▸ **Required action**
Leaving all pictures aside, write out the records below precisely as given.

[Stored data]

-- Opening Marker --

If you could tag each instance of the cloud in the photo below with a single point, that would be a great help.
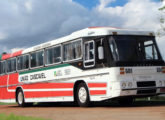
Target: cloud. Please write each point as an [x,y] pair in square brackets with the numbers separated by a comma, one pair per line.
[25,23]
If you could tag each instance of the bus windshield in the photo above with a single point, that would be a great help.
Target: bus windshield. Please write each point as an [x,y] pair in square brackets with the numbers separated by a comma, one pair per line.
[134,48]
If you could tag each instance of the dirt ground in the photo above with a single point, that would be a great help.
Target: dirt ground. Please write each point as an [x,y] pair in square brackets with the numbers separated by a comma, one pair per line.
[101,111]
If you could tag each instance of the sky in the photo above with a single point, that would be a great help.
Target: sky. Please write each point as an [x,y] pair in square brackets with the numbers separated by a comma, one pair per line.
[25,23]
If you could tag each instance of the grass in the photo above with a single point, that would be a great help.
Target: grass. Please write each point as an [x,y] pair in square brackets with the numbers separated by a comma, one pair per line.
[15,117]
[155,98]
[7,103]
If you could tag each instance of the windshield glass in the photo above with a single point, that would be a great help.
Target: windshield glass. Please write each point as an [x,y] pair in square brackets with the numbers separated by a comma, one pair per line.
[133,48]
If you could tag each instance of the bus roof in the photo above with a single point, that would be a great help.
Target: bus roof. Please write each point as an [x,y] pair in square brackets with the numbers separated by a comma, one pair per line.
[87,32]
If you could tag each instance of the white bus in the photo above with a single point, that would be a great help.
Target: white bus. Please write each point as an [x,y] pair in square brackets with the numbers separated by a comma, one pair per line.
[93,64]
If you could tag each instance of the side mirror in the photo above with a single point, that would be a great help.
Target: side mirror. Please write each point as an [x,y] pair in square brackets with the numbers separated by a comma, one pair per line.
[100,52]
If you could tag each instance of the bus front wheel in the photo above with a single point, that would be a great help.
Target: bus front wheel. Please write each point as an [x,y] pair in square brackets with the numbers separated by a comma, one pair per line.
[21,100]
[82,95]
[125,101]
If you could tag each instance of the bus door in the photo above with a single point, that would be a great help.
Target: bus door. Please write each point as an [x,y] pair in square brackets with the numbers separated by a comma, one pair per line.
[89,54]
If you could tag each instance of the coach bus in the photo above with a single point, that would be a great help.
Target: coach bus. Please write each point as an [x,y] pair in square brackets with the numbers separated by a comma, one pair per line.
[93,64]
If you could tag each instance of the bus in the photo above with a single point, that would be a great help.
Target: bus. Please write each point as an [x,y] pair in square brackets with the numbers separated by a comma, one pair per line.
[93,64]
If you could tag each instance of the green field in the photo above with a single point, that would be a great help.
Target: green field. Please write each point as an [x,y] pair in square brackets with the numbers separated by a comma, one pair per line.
[15,117]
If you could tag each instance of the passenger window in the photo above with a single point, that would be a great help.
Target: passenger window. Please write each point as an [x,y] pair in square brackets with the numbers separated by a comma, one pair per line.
[150,51]
[89,49]
[20,63]
[11,65]
[72,51]
[2,67]
[23,62]
[37,59]
[53,55]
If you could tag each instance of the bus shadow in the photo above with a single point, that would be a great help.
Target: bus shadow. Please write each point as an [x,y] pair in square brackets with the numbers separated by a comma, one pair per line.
[99,104]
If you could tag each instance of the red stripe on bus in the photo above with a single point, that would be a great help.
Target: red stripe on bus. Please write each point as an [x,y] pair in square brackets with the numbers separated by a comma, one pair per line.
[6,56]
[97,85]
[48,85]
[48,94]
[97,92]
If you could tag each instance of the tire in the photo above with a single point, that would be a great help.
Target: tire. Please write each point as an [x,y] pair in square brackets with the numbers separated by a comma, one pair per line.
[82,95]
[21,99]
[126,101]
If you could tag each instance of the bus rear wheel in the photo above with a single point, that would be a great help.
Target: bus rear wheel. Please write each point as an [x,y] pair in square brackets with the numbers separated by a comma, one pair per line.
[21,99]
[82,95]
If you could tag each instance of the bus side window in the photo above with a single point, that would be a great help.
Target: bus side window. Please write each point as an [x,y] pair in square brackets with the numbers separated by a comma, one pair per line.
[11,65]
[53,55]
[89,54]
[37,59]
[2,67]
[23,62]
[72,51]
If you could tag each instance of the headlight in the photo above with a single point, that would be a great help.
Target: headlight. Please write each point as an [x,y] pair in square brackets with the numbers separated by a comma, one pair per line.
[123,85]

-- Closing Marker --

▸ **Task response**
If you could tag each instance of the cloud in the photo below with a single point, that would be a great help.
Target: cloud. Please write each point as an [x,y] pair in square brackets with the numbers separated by a comma, one pair per line.
[25,23]
If you could tag each instance of the bus windshield in the photo above with a single point, that would be a great help.
Target: bus windshield. Please write each point as an [x,y] pair in square brackets with the numbers separated by a comma, one pair per line.
[134,48]
If you could tag each instance of the dirt ground in the photo above with a single point, that would be a great help.
Target: dirt ground. Please write each point as an [x,y] pair in square brackets with the numbers separated by a comma, one pair per line.
[101,111]
If you could tag each instance of the sky in the photo above with a single point, that would be a great help.
Target: sky. Please write each point as an [x,y] pair in square brackets with the numbers separated by a comma, one pair per line.
[25,23]
If you could tag each instance of the grass in the photo above with a single point, that would be a great help.
Target: grass. Please write each point as an [x,y] pair in square brackets with the numbers separated by a comma, one pair per line.
[15,117]
[155,98]
[7,103]
If you could tag each instance of the windshield glass in the photo above with a single point, that would be a great help.
Target: windshield glass. Please write each point as an [x,y] pair in square brackets with the numbers separated by a comma, one pair per line.
[133,48]
If you could tag each instance of the bus roof in the photo above with a single point, that would be a great help.
Target: bus roof. Please write each point as an [x,y] pair in square brackets with the numbers separated by a comma, one pair per line.
[87,32]
If you could tag each instance of the white bus in the photo above with a single point, that would be a great help.
Target: white bus. Please write each point as an [x,y] pair in square brackets with the numbers separated by a comma, one pair per line.
[93,64]
If you could tag each instance of the side mirror in the photo above with a single point, that would be a great help.
Target: side mirror. Please write each point as an [x,y] pair in square brackets with the numbers separated by a comma, one pair per line.
[100,52]
If you could tag each instance of the bus front wheel in the photo above with a single point, that would be a great help.
Target: bus front wheel. Please write each point as an [x,y] pair in square brackets with the numbers separated by a comma, one pair per line.
[21,100]
[82,95]
[125,101]
If you could tag each instance of the bus door in the photo above with a single point, that would be a great help.
Target: bus door. Please write each point as an [x,y] pair in square brackets with the numbers separated by a comma, one pair per line.
[89,54]
If you could tag each instance of the coach bus in the photo above with a single point, that would be a great help.
Target: coach bus. Please write each point as an [x,y] pair in square brackets with the numbers separated by a comma, one pair per line.
[93,64]
If you could tag each instance of the bus in the photo above with a single point, that would be a great help.
Target: bus. Please write each point as an [x,y] pair in square brackets with the numbers separated by a comma, one pair per line.
[93,64]
If you could tag each instance of the green field in the photo above with a single point, that would be a great help.
Target: green field. Please write each point as an [x,y] pair in square brackets with the numbers separated by a comma, one pair per line.
[15,117]
If you could tag each instance of the passenger window in the photo above with a single point, that would be a great help.
Target: passenger window. Please write each point as an [x,y] pair in square brackets with the numbers separated by a comma, one pair per line.
[150,51]
[89,49]
[20,63]
[11,65]
[72,51]
[2,67]
[23,62]
[37,59]
[53,55]
If you could tag each instance of the bus shadow in the photo above with a single point, that would be a great help.
Target: bus shadow. Please write each point as an [x,y] pair in square brackets with the numbers separated by a comma, one pair per line.
[99,104]
If you could tag each instance of the red stripe on bus in the photo above with a single point, that would be a great help.
Target: red stripe on bus. Please write each point as an [x,y] pair in square brackets with the numbers separated by a comma, one pair per line.
[6,56]
[97,85]
[48,85]
[48,94]
[97,92]
If you could tag each instance of the tire in the photo above with a single point, that would be a great help.
Target: tire. Please write each point as an [x,y] pair in square brackets with the numbers separated by a comma, one pair per line.
[82,95]
[21,99]
[126,101]
If you could tag each instance of the bus rear wheel in the photo above with a single point, that would be a great help.
Target: bus rear wheel. Please write each point as an [x,y] pair in square brackets with the numbers separated by a comma, one pair per line.
[21,99]
[82,95]
If you could tag each instance of the bus side window in the photo above with a single point, that would be a great help.
Target: bus side window. Please write each point as an [x,y] pair in square brackets with the numbers separated by a comma, one pair per line.
[11,65]
[53,55]
[89,54]
[37,59]
[2,67]
[23,62]
[72,51]
If you could tag each instance of the headlight in the photo above with a single point, that would be a great help.
Target: headlight. Please write each point as an [x,y] pair in square brackets with the numbers separated by a comma, one pair per line.
[123,85]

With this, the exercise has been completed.